PROBLEM: In your copy, leave out the pictures and repeat every record exactly.

____________

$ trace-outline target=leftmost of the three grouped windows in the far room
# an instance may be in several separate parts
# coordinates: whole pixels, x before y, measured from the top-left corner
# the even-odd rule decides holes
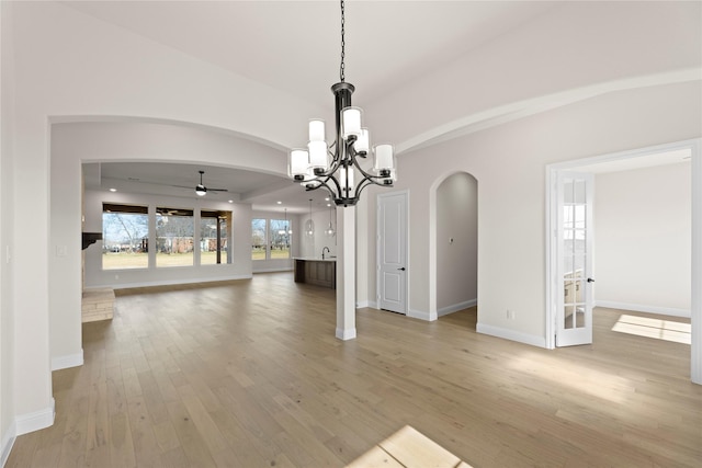
[[[102,269],[146,269],[148,256],[148,207],[102,205]]]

____________

RESPONSE TO THE TASK:
$ trace-outline target=leftmost of the three grouped windows in the far room
# an instance may be in several separate parts
# coordinates: whole pixels, x before y, measured from the top-left corner
# the even-odd rule decides holes
[[[102,269],[146,269],[148,256],[148,207],[102,205]]]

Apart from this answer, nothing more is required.